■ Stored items
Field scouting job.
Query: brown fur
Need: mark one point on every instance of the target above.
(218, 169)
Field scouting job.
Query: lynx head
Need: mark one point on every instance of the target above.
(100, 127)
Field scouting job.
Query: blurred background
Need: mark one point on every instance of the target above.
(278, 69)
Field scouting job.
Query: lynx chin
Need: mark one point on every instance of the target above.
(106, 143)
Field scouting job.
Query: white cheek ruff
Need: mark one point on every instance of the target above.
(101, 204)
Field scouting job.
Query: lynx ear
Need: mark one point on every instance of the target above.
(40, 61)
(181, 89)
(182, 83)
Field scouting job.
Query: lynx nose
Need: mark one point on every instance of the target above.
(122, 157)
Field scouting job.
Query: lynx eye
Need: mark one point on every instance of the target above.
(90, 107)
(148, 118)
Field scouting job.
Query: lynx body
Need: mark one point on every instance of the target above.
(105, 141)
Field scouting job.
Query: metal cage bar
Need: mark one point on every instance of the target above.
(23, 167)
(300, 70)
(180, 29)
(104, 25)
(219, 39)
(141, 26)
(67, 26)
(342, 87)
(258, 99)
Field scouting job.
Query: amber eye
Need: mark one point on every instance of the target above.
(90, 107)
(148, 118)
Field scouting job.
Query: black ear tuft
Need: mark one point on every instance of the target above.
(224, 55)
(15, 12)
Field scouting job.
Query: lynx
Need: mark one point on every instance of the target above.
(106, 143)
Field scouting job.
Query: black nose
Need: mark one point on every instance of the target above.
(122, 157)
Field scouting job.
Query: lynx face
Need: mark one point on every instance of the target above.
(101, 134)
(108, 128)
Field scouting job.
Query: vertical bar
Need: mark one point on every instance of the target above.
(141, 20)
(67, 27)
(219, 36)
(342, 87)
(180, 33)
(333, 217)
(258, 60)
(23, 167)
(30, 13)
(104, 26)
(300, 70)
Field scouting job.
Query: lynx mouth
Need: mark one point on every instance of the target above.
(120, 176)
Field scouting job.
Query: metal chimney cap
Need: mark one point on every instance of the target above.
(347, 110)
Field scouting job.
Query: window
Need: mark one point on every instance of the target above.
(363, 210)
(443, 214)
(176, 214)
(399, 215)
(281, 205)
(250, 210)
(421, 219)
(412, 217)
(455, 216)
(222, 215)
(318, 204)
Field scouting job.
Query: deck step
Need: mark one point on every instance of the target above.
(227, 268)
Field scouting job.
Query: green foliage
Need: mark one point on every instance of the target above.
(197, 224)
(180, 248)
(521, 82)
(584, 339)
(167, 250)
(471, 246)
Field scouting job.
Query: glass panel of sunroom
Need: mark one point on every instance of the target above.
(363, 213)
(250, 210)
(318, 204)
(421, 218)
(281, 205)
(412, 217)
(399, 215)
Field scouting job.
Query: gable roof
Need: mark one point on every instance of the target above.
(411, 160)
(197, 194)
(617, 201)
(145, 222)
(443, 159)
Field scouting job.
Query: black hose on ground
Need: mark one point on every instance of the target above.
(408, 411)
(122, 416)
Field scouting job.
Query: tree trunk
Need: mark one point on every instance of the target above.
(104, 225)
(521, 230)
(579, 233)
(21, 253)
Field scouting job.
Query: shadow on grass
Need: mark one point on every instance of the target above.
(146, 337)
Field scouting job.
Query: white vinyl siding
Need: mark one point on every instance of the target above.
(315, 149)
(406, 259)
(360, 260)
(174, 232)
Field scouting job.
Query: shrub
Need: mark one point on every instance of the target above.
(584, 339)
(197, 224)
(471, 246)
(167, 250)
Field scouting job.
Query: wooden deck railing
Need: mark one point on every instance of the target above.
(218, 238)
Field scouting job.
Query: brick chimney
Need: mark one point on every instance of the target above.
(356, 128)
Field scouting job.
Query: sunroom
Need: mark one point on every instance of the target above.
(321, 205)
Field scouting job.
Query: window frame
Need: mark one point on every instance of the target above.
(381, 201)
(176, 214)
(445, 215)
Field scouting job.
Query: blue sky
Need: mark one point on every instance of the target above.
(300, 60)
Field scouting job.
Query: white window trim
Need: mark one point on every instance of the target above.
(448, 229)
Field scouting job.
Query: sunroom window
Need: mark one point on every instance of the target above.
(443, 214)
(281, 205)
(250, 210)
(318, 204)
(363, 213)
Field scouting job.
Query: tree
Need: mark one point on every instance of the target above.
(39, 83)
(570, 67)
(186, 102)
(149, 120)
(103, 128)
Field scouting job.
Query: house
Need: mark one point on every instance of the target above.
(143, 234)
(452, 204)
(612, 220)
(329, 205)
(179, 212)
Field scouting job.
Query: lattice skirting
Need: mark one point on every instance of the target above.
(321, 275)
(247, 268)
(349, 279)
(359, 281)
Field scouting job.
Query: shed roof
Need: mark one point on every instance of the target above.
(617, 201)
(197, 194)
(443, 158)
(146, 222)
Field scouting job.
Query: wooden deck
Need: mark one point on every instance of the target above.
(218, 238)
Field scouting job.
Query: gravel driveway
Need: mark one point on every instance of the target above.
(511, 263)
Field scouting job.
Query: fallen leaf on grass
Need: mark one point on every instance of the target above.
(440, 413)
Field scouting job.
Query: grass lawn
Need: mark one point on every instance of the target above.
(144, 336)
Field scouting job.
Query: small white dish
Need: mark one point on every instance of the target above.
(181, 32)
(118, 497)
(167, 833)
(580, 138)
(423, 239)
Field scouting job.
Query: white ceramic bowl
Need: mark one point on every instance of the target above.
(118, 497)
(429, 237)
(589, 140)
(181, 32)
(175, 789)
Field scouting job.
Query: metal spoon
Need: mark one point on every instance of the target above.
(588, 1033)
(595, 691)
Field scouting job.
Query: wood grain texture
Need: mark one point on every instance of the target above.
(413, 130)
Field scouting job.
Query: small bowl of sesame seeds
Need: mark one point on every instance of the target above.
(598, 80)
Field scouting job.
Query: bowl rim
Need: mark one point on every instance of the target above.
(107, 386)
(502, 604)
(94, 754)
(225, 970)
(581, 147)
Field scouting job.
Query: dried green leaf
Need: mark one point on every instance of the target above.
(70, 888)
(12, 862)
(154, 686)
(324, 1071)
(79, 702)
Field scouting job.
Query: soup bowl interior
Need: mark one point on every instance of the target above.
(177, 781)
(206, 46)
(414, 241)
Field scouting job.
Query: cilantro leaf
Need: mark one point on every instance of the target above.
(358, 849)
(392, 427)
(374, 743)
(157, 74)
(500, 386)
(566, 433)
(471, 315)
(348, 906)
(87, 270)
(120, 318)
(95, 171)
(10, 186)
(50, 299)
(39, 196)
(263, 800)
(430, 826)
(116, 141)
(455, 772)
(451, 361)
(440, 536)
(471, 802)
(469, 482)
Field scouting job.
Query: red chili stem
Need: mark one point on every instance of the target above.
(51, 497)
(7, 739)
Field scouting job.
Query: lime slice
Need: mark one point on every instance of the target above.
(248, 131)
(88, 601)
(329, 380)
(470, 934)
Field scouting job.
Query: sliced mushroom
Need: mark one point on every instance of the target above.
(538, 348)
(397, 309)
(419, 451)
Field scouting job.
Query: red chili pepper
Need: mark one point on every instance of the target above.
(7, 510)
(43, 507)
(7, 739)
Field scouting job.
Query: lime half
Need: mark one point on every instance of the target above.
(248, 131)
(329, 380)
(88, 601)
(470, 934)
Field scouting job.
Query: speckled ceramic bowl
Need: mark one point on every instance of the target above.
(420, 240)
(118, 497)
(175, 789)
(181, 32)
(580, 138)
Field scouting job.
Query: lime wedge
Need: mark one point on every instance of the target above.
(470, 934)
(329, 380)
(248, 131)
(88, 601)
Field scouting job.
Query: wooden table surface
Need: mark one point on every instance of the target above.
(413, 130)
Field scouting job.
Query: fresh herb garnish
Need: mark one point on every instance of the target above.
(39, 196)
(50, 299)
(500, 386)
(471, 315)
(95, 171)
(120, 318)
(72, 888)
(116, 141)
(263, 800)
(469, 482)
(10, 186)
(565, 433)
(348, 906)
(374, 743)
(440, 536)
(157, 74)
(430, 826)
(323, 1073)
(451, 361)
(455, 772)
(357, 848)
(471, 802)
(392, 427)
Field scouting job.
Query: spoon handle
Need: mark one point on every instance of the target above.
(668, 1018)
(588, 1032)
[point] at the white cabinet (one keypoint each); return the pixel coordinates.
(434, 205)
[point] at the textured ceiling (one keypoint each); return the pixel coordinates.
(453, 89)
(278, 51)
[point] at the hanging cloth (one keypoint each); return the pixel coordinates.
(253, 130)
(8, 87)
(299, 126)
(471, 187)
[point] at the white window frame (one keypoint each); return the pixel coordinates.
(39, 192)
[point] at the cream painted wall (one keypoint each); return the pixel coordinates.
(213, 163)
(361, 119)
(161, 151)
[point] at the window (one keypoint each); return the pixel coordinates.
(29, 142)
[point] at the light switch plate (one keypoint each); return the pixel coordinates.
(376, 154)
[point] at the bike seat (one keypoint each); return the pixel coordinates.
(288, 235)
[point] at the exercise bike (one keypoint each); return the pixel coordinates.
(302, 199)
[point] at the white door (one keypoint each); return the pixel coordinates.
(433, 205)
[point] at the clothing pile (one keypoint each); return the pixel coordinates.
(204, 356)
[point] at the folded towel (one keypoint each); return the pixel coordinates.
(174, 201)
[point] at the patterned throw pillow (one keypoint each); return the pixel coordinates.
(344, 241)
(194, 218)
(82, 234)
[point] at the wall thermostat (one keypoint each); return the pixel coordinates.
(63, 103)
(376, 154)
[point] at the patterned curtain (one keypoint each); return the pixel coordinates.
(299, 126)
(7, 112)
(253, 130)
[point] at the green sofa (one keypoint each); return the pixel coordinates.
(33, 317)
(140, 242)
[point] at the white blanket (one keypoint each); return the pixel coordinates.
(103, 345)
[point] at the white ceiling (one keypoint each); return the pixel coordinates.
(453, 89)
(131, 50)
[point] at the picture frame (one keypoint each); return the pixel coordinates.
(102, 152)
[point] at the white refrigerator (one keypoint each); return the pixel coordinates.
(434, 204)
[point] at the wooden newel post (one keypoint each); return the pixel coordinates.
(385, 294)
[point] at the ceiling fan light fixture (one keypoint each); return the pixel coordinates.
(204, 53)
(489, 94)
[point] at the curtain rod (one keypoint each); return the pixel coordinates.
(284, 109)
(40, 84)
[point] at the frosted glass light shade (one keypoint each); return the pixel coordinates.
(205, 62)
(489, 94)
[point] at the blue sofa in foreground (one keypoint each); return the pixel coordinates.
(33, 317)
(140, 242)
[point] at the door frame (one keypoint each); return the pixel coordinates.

■ Task directions
Once you reach the line with "Query: green foliage" in the data above, copy it and every line after it exactly, up to and including the line with "Query: shadow on grass".

■ Problem solution
Query: green foliage
Need: mark one point on every instance of the target above.
(197, 224)
(180, 248)
(521, 82)
(584, 339)
(167, 250)
(471, 246)
Field scouting job.
Query: glass panel of sunroom
Need: mark one point on every instance of the target above.
(363, 213)
(250, 210)
(318, 204)
(421, 218)
(281, 205)
(412, 217)
(399, 215)
Field scouting job.
Query: gable roof
Need: mark one point on every instance of the target above.
(411, 160)
(197, 194)
(617, 201)
(145, 222)
(443, 159)
Field scouting job.
Query: black hose on ground
Need: mark one point on every instance of the target above.
(408, 411)
(122, 416)
Field scouting job.
Query: tree trunk
Need: mark one point on every instance of the target above.
(104, 225)
(521, 230)
(579, 233)
(21, 253)
Field scouting job.
Query: shadow on grass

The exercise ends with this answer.